START Information given

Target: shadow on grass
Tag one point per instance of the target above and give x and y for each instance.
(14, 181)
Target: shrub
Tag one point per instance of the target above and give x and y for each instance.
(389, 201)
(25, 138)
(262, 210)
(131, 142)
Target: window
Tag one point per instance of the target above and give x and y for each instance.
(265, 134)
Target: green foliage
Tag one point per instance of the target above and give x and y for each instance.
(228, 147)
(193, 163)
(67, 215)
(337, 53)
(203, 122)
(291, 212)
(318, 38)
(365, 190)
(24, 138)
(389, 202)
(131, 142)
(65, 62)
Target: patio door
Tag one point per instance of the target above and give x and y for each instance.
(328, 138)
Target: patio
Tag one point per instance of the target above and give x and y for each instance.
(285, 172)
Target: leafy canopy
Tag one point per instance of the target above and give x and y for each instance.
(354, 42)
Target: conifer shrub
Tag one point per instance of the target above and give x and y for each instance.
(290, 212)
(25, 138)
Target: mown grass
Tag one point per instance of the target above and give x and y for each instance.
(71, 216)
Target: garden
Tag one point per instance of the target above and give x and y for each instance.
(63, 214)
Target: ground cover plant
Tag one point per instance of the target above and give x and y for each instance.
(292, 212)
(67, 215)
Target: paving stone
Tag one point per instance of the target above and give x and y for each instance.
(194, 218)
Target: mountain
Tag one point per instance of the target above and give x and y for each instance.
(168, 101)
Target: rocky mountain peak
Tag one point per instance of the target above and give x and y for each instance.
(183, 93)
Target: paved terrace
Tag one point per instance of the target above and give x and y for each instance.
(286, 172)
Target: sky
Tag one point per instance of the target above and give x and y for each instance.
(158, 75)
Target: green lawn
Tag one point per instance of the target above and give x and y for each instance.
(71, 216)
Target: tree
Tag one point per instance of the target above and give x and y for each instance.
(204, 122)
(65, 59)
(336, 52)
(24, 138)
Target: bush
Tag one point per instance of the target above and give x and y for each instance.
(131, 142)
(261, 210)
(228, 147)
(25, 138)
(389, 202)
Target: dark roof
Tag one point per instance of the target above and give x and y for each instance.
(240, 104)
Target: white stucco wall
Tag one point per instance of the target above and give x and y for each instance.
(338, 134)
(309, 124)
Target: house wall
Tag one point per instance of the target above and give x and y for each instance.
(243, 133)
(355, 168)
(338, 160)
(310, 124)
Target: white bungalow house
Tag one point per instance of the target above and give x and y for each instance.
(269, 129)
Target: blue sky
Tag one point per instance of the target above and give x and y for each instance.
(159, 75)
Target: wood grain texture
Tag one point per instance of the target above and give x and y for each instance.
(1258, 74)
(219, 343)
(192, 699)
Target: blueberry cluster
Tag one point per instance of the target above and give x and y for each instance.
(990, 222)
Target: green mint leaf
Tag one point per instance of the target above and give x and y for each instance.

END Information given

**Exercise details**
Can you copy out every line of the items above, word for word and in the same order?

**Solution for this exercise**
Target: shadow on grass
Tag one point per instance of the target above and give x and y for each instance.
(14, 181)
Target: shrub
Tag one point per instance of the target above and give x and y for each instance.
(389, 201)
(25, 138)
(262, 210)
(131, 142)
Target: window
Tag one point per instance of the target above and give x and y for each instance.
(265, 134)
Target: green foliage
Tag one point per instance of the target above and give x and y for each instance.
(228, 147)
(193, 163)
(67, 215)
(337, 53)
(203, 122)
(291, 212)
(318, 38)
(365, 190)
(24, 138)
(389, 202)
(131, 142)
(65, 62)
Target: patio door
Tag one point per instance of the target above and give x and y for each instance.
(328, 138)
Target: patio
Tag one point per instance of the target above and give x and y for each instance.
(285, 172)
Target: leafy canopy
Tag one point per instance of the target above and give x and y for each instance.
(354, 42)
Target: conifer shrub
Tag one point per instance of the target above and give x and y for each instance.
(290, 212)
(25, 138)
Target: mown grass
Tag one point per instance of the target above and give x and y for each instance.
(71, 216)
Target: garden
Tag one point per instance of the target above and give x and y for each instance.
(63, 214)
Target: ground cover plant
Tag one point per instance of the target above and give x and y for each instance.
(292, 212)
(67, 215)
Target: paving stone
Tag one point per instance of the target above and give x and y for each instance.
(194, 218)
Target: mountain
Tag one point per instance of the target above and give x and y for each instance.
(168, 101)
Target: rocky mountain peak
Tag one point per instance of the target above and give x and y for each instance.
(183, 93)
Target: paved terrace
Tag one point per instance of the target above and give x and y for each instance.
(286, 172)
Target: sky
Tag one point per instance of the target above and give x and y for each instance.
(158, 75)
Target: green lawn
Tag one point per instance of the target above and give x and y for each instance.
(71, 216)
Target: tree
Tag one point per instance of the target above and give x and y for each instance.
(204, 122)
(65, 59)
(336, 52)
(24, 138)
Target: bush
Tag one point per instance of the target above and give x and y for each instance.
(131, 142)
(261, 210)
(228, 147)
(25, 138)
(389, 202)
Target: dark roof
Tag one point per instance of the target above and give x and y for each instance.
(240, 104)
Target: white stucco wall
Tag one point per instance of the target above and give x and y for each instance.
(338, 134)
(309, 124)
Target: house wall
Tag one point per instance of the target above and give x and y for each instance.
(243, 133)
(355, 168)
(338, 160)
(310, 124)
Target: white bungalow house
Tag one point per instance of the target above and give x and y for each instance.
(269, 129)
Target: blue sky
Tag one point per instance of the target above and give x and y for each instance.
(159, 75)
Target: wood grain texture
Tag one point per instance of the target above and give x and y for each instance.
(1258, 74)
(219, 343)
(192, 699)
Target: blueberry cluster
Tag one point per instance of the target above and give x and y for each instance.
(990, 222)
Target: green mint leaf
Tag one point per instance of the target above and give x and y for each instance.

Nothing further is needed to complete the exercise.